■ **TEXTE FOURNI**:
Chine - Europe : entre tensions et perspectives

Le soft-power marchand

Photo de appshunter.io sur Unsplash Le soft-power marchand
Photo de appshunter.io sur Unsplash

Elisa Camia, consultante junior en affaires publiques, est spécialisée dans les relations entre l’UE et la Chine, notamment aux niveaux économique et géopolitique. Elle revient chaque mois sur Euradiosur les relations euro-chinoises.

Below you will find the English version of this article.

Elisa, cette période a été marquée par la confrontation entre le gouvernement français et l’Union européenne d’une part, et les plateformes de commerce chinoises, comme Shein, d’autre part.

Comment expliquer que certaines marques chinoises low-cost parviennent à s’imposer sur nos marchés ?

La Chine ne cherche plus seulement à produire pour le monde, mais à devenir un acteur central de la distribution et de la consommation mondiales. L’implantation de marques low-cost comme Shein dans des lieux emblématiques européens illustre cette stratégie d’ancrage durable.En proposant massivement des produits très bon marché et en contrôlant toute la chaîne de production à la livraison, ces plateformes imposent progressivement leurs propres normes de consommation. Cette dynamique banalise les marques chinoises, transforme les habitudes d’achat et affaiblit peu à peu les marques européennes traditionnelles.

Ce « soft-power marchand » est subtil mais potentiellement très puissant, parce qu’il s’inscrit dans la vie quotidienne, par la consommation courante, et non par la culture ou la diplomatie. Ce n’est pas une influence forcée, mais une influence que les consommateurs adoptent d’eux-mêmes. 

Pourquoi les plateformes chinoises à bas coût suscitent-elles autant de critiques en Europe ?

Le modèle des plateformes chinoises à bas coût suscite de fortes critiques en Europe, car il menace les secteurs traditionnels et fragilise les filières locales. Des questions se posent aussi sur la conformité des produits aux normes européennes, la sécurité des consommateurs et l’impact écologique. Le recours à des colis de faible valeur venant de Chine permet des prix très bas, mais crée une concurrence déséquilibrée et une dépendance implicite aux circuits chinois.

Quelles mesures l’UE met-elle en place pour lutter contre ce phénomène ?

■ **DONNÉES FOURNIES**:
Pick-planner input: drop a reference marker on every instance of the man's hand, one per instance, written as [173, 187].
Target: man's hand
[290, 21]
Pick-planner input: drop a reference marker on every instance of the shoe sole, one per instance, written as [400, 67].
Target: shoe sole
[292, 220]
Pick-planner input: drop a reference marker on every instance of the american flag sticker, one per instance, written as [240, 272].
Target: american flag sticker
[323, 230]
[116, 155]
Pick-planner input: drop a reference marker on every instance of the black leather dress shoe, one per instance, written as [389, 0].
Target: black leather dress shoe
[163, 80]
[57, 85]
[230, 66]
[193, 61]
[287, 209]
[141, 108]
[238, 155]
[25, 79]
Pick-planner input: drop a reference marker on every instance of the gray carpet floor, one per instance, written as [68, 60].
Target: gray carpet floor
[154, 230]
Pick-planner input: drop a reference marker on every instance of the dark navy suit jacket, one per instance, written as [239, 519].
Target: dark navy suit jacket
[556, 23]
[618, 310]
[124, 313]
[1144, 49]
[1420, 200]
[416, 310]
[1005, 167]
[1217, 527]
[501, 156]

...

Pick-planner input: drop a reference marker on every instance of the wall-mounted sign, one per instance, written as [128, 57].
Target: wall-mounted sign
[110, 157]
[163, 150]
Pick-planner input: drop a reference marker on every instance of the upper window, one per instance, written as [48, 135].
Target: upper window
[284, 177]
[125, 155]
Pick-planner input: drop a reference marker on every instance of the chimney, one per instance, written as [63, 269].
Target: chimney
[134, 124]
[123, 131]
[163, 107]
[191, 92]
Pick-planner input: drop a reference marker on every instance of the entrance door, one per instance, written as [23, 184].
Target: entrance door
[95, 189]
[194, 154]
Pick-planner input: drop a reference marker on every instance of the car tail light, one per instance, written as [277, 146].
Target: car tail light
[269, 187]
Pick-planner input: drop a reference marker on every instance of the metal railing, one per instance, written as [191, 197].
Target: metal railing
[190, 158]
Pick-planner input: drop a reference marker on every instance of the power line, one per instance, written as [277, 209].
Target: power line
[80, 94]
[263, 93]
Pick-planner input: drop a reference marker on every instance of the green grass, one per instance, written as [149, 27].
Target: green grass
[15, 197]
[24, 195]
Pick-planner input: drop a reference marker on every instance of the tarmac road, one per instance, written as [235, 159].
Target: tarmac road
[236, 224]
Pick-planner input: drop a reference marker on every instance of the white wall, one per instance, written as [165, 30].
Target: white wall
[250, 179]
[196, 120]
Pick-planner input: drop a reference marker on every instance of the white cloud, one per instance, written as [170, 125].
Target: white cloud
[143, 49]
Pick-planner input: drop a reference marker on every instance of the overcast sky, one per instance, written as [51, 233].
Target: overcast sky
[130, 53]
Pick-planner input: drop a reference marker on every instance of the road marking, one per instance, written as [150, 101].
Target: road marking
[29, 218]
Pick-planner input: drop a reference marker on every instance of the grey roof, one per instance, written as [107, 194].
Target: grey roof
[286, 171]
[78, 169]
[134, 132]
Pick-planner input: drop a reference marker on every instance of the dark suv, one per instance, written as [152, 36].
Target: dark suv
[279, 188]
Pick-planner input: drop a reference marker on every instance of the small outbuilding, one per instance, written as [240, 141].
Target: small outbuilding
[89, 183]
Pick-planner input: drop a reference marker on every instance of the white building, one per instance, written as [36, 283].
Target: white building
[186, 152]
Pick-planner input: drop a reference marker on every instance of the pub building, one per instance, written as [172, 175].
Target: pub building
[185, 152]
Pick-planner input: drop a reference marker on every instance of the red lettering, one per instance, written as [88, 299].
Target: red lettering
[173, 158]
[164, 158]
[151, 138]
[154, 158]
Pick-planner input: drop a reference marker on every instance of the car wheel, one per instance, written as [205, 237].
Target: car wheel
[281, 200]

■ **VOTRE OBJECTIF**:
Restituez à l'identique le passage du texte fourni compris entre « Elisa Camia, consultante » et « Shein, d’autre part. », bornes incluses. Ces données n'ont aucun lien avec le texte fourni.

■ **RÉPONSE FINALE**:
Elisa Camia, consultante junior en affaires publiques, est spécialisée dans les relations entre l’UE et la Chine, notamment aux niveaux économique et géopolitique. Elle revient chaque mois sur Euradiosur les relations euro-chinoises.

Below you will find the English version of this article.

Elisa, cette période a été marquée par la confrontation entre le gouvernement français et l’Union européenne d’une part, et les plateformes de commerce chinoises, comme Shein, d’autre part.